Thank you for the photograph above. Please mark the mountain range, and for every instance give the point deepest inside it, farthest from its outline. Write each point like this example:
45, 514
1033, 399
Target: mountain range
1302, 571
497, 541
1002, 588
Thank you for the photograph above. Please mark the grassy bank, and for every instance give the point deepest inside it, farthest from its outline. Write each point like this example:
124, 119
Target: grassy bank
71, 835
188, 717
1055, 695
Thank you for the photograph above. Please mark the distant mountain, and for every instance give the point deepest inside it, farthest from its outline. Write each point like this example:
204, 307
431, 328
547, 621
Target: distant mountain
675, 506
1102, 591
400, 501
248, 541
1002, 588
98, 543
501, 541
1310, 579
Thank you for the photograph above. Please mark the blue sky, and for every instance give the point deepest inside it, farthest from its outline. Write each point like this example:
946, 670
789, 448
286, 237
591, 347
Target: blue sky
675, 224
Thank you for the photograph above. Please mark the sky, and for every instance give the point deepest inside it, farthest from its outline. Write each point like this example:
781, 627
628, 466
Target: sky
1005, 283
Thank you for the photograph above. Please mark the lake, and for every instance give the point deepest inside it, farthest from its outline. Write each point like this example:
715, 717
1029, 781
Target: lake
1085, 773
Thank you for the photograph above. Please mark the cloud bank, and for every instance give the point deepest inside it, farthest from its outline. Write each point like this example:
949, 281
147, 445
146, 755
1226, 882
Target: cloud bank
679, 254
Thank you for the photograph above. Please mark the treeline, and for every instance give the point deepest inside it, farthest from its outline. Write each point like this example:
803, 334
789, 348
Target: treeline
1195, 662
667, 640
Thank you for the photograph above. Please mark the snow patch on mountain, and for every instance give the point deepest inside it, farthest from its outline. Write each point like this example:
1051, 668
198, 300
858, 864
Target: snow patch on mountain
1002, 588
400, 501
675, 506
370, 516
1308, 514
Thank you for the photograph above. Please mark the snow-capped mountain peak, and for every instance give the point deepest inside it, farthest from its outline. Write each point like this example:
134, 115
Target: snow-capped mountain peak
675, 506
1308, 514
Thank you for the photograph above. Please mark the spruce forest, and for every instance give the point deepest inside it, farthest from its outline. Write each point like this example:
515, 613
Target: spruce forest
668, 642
• • •
### The problem
Reproduce the listing above verbatim, from first line to last.

### Result
Thank you for the photograph above. Please mark the mountain range, and for every instance give the point deepest inside it, farthest from its outline. Write each point like this example:
45, 514
1033, 399
Target: mountain range
1302, 571
497, 541
1002, 588
Thank you for the photograph above. Please mark the grassy bank, and for every instance give the point deepest inside it, farthest from its outline. Write each point like this example:
124, 119
Target: grassy bank
71, 835
188, 717
1055, 695
Thank you for the photograph above. Please mark the distant mountain, and for every instance give the point deepest inside it, farthest from its outline. Write each point like this example:
204, 307
431, 328
547, 621
Target: distant mountain
675, 506
1102, 591
400, 501
248, 541
1002, 588
98, 543
501, 541
1310, 579
Thank you for the photograph above. Please mark the blue sky, and for every instance give the point deepest inside it, farthest from its outline. Write each point like this example:
946, 670
789, 448
286, 237
591, 347
Target: blue sky
675, 224
Thank you for the photograph above. Please mark the sky, and for every instance give the point deepest inside it, farthest from its outline. Write each point like this example:
781, 627
628, 466
Target: sky
1005, 283
Thank you for the photograph above. Please mark the lake, and for every instance give the point deepest inside it, farthest from its outline. Write each point like this example:
715, 717
1029, 781
Target: lake
1085, 773
Thank you for the photograph above. Please mark the cloud bank, and for every instance give the point deepest inside it, farthest from its outline. Write each point like this example:
949, 281
147, 445
146, 755
1226, 882
Target: cloud bank
679, 254
Thank you for the photograph above. Please mark the treeline, and for every instance give the point deepest inside it, farthest from its outline. Write each point like this example:
803, 334
789, 348
Target: treeline
1195, 662
667, 640
Thank you for the photograph above. Please mark the snow patch on mountain, and for every instance give the point deepest inside it, farthest from its outline. Write each point like this example:
1051, 668
198, 300
858, 864
Target: snow patch on mountain
1002, 588
400, 501
675, 506
370, 516
1308, 514
Thank you for the photograph above. Please mark the snow-capped mountain peak, and for every instance give the point deepest inside it, farthest from its outline. Write each point like this example:
134, 115
Target: snow-capped mountain peak
675, 506
1308, 514
Thank you for the photograph above. Please mark the spruce forest, and for every instance give the point deepest inside it, farthest from its outline. Write each point like this example:
515, 613
Target: spruce forest
668, 642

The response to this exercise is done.